**TASK BRIEF**
Could you give every record again, exactly as it reads?

[Collected data]
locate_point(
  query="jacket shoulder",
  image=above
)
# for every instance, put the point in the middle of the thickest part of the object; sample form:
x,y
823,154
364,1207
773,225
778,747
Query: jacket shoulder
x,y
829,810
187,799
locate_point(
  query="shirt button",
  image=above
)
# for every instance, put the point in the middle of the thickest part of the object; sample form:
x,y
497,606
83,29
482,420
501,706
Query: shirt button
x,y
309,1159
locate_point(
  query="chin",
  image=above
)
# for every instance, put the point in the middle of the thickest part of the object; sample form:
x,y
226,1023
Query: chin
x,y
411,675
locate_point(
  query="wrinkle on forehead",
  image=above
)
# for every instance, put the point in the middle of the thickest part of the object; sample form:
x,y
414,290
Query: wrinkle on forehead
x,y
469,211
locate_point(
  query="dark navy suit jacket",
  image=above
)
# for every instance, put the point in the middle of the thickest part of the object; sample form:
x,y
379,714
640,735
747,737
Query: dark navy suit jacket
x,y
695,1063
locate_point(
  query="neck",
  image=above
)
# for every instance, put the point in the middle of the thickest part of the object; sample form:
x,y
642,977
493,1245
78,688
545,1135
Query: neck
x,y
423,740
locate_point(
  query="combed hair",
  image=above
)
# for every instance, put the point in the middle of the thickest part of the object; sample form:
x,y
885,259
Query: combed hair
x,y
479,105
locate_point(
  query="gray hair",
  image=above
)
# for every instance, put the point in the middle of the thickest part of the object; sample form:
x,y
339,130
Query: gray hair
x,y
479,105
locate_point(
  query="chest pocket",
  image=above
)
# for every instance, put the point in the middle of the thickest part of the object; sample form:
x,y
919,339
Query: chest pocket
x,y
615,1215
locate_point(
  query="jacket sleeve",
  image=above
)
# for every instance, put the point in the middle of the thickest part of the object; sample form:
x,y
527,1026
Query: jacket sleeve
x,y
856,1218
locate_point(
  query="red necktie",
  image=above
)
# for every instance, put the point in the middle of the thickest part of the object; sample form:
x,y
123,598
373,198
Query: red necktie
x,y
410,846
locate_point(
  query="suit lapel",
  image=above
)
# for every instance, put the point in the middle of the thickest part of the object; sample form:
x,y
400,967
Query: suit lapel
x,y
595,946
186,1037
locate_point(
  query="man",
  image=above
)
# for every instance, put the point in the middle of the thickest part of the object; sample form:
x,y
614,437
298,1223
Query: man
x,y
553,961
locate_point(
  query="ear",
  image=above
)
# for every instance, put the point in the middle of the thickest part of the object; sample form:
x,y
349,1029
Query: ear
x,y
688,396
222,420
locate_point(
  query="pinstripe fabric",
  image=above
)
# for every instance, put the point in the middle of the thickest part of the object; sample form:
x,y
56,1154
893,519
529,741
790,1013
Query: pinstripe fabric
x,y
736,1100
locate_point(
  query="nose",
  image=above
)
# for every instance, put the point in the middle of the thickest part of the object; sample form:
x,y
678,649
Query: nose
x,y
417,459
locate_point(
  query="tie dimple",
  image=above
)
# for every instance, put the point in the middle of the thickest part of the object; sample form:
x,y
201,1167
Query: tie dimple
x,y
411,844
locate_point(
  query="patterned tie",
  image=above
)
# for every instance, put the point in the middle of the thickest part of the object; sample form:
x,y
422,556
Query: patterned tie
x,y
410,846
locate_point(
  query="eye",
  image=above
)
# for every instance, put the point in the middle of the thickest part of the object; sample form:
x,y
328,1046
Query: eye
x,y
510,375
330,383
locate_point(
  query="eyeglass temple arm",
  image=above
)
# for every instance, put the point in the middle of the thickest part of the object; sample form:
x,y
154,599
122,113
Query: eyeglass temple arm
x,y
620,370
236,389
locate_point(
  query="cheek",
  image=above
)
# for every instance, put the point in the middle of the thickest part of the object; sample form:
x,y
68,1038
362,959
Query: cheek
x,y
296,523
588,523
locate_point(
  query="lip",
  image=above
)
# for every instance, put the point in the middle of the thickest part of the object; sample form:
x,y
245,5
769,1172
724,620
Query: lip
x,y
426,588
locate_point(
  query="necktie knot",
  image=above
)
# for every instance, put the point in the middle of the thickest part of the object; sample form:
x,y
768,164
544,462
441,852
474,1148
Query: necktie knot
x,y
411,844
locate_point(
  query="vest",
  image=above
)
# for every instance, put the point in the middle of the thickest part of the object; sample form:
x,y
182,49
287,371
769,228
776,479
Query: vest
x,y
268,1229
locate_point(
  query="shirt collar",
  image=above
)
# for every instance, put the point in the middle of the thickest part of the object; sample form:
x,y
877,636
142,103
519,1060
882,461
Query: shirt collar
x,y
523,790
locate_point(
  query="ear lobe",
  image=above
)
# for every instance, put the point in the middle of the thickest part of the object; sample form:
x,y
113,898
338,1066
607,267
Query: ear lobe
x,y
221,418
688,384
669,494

**OUTPUT OF THE EXERCISE**
locate_point(
  query="jacket shoulder",
  image=above
)
# for every instance, put the point in the middle of the thickest part of the object; sample form:
x,y
823,154
364,1207
773,225
778,747
Query: jacket shoulder
x,y
829,810
187,799
locate_point(
  query="shirt button",
  image=above
)
# for every instance, put the point in the middle of the thickest part of the object; sample form:
x,y
497,606
83,29
482,420
501,706
Query: shirt button
x,y
309,1159
locate_point(
  query="chin",
  image=above
)
# for every instance, put the point in the middle of the thickest part of the object; sample form:
x,y
226,1023
Query: chin
x,y
411,675
locate_point(
  query="wrinkle on forehead",
  image=above
)
# for every instance, put the point in the middle of the thickest part of the object; sample form:
x,y
414,290
Query: wrinkle on forehead
x,y
469,211
locate_point(
  query="dark navy suit jacket",
  image=above
)
# for every instance, put the point in the middle of the thickest part of the object; sample form:
x,y
379,714
640,735
747,737
Query: dark navy suit jacket
x,y
695,1063
locate_point(
  query="neck",
  image=above
)
# for every instance, put the point in the middle of the thickest part of the object; sample form:
x,y
642,977
493,1245
78,688
545,1135
Query: neck
x,y
423,740
locate_point(
  query="combed hair",
  image=above
)
# for every instance, put the point in the middle of the thickest part of the object; sample form:
x,y
885,259
Query: combed hair
x,y
479,105
locate_point(
  query="gray hair",
  image=above
)
# for every instance, put the point in the middle of the thickest part of the object; sample form:
x,y
339,130
Query: gray hair
x,y
479,105
locate_point(
  query="chest pocket",
  image=above
)
# for every instance, put the point in the middle of the thickest part of the object; sample form:
x,y
919,339
Query: chest pocket
x,y
615,1215
locate_point(
  query="jacket sleeve",
  image=above
)
# for every instance, put the point in the middle of the thickest part of the object; sample form:
x,y
527,1026
Query: jacket sleeve
x,y
856,1218
locate_point(
  query="red necktie",
  image=above
)
# for every instance, put the point in the middle of the thickest part of the object; sample form:
x,y
123,598
373,198
Query: red necktie
x,y
410,846
locate_point(
  query="suit lapel",
  image=above
)
# for every instance, put the point in the middle of the thickest part of the object; sample form:
x,y
400,967
Query: suit lapel
x,y
595,946
186,1037
locate_point(
  query="man",
  image=above
)
# for every instance, put the point in the middle of the thickest part of the object; sample form:
x,y
614,437
298,1223
Query: man
x,y
553,961
locate_point(
  query="ear",
  image=above
)
# for every instance, put the point in the middle of the thickest part of the object; sample form:
x,y
349,1029
Query: ear
x,y
688,396
222,420
locate_point(
  query="pinstripe fabric",
  image=above
)
# for every instance, put the point in the middle of the thickest part of the object; sample form:
x,y
56,1154
893,519
529,741
790,1013
Query: pinstripe fabric
x,y
736,1100
locate_point(
  query="nose",
  image=above
)
# for every instance, put the point in the middle of the thickest part of the object; sample form:
x,y
678,649
Query: nose
x,y
417,459
locate_point(
  query="tie dimple",
  image=above
)
# for every instance, put the point in the middle of the thickest part of the object; sample form:
x,y
201,1167
Query: tie dimple
x,y
411,844
locate_point(
  query="patterned tie",
  image=above
)
# for every instance, put the point in the middle of the thickest part of the object; sample form:
x,y
422,556
Query: patterned tie
x,y
410,846
locate_point(
  query="eye",
  image=above
)
# for every instance, put the point in the middle of the thickest part of the object; sample form:
x,y
328,1046
Query: eye
x,y
510,375
330,383
locate_point(
  query="eyeglass temple arm",
  image=above
)
# for every instance, put the point in the middle of the thickest part of the object; sample form:
x,y
154,599
122,113
Query: eyeglass temple arm
x,y
620,370
236,389
locate_point(
  query="cheek",
  image=above
)
# for every instance, put the point in the middle of the thickest part of the object; sample form:
x,y
68,1038
362,959
Query: cheek
x,y
296,523
588,523
locate_point(
  query="lip",
  image=above
)
# for every instance, put the point in the middle of the thickest part of the object; sample form:
x,y
245,5
769,1172
724,620
Query: lip
x,y
426,588
locate_point(
  query="necktie knot",
  image=above
)
# for every instance, put the point in the middle of the thickest part of the object; sample form:
x,y
768,164
544,462
441,852
474,1148
Query: necktie knot
x,y
411,844
locate_point(
  query="vest",
  image=above
)
# for every instance, put the point in the middle of the thickest part of the object; sample form:
x,y
182,49
287,371
769,228
776,479
Query: vest
x,y
268,1229
locate_point(
  query="shirt collar",
  image=above
)
# for every instance, put the point in the middle of the thickest part of the object; sample form:
x,y
877,636
142,103
519,1060
882,461
Query: shirt collar
x,y
523,790
locate_point(
  query="ear lobe",
  image=above
)
# for every instance, put the point in the middle of the thickest part of the object; sample form:
x,y
113,898
338,1066
607,267
Query: ear lobe
x,y
221,418
688,384
669,494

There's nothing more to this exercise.